Passage given —
↓↓↓

What literary figures have the ability to teleport? What instances can you think of where someone has disappeared without a trace? Do you believe Acts describes a miracle or simply a strong inner compulsion? Does God still relocate people in miraculous ways? Why is Philip snatched, for his own benefit or the eunuch’s?

Time does not seem to be a pressing issue in Azotus so it can be inferred that it is not out of practicality that Philip is snatched. There are, however, several advantages to this methodology:

  • This exit prevents the eunuch from developing any personal attachment to Philip.
  • It is a sign that confirms that the eunuch has indeed encountered the supernatural.
  • It assures that Philip does not reinterpret his mission and rechart his course. His mission is the same both before and after the encounter; the eunuch is merely a diversion. Philip is not called to open the door to the Gentiles. That will be Paul’s assignment.

↑↑↑

Data —
↓↓↓

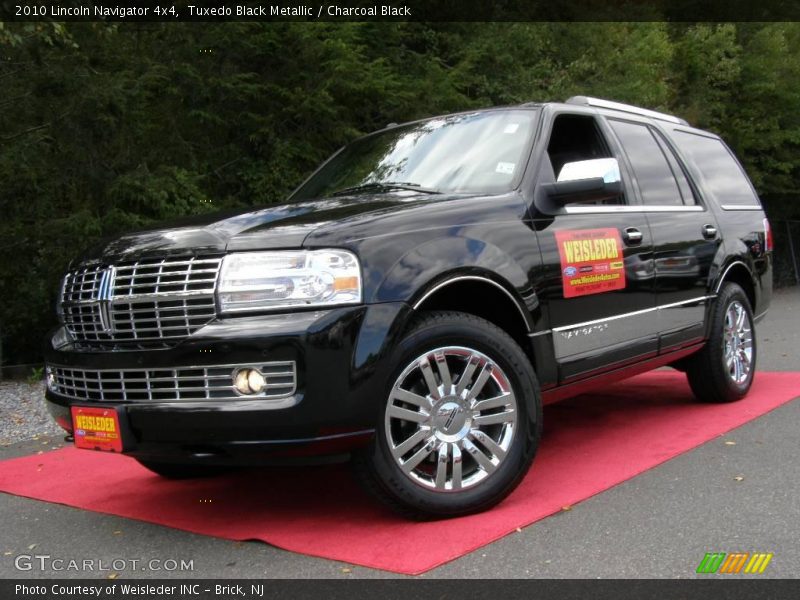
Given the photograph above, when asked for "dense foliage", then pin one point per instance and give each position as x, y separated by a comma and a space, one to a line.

↑↑↑

Brief 1 —
In the passage on Philip being snatched away, why does the writer conclude that Philip was not snatched for practical reasons?
Brief 2 —
Resume the passage on Philip being snatched away, starting after its last sentence.

Expected output 1 —
Time does not seem to be a pressing issue in Azotus. So the writer infers that Philip was not snatched out of practicality.

Expected output 2 —
  • Most importantly, the emphasis is on Spirit as the one doing the work, an important theme in the book of Acts. The Holy Spirit is far more active than Philip in the account. The episode begins as it ends, with divinely encountered outreach and power. The Spirit leads him to the encounter and takes him away.
Richard Bauckham (b. 1946) comments:
The story of Philip’s transportation, which is unique for Luke and indeed unique in the New Testament, points to the stormy return of the prophetic Spirit and the way in which there were ecstatic experiences of it in the primitive community and among the hellenists, for whom the miraculous ‘divine guidance’ of the mission was also connected with the eschatological gift of the Spirit (cf. Acts 13:2ff; Galatians 2:1; Acts 16:6, 19:19, etc.). We might ask whether the original pre-Lukan story of the transportation of Philip to Azotus might not be meant to express a divine legitimation of the preaching of the missionaries from the ‘hellenist’ circle in a semi-Gentile city...Luke has allowed the theme of the transportation to stand as an archaic relic—which no longer accorded with his time—but left out the story which went with it. (Bauckham, The Book of Acts in Its Palestinian Setting, 53)
F. Scott Spencer (b.1956) summarizes:
Philip’s boundary-breaking mission in Acts 8 is appropriately capped off by his sudden, miraculous removal from the scene, after baptizing the eunuch, and relocation at Azotus, from where he continues his evangelistic tour up the coast to Caesarea. The Spirit blows where it wills, sweeping the gospel across standard zones of times, space, and society. (Spencer, Acts, 94)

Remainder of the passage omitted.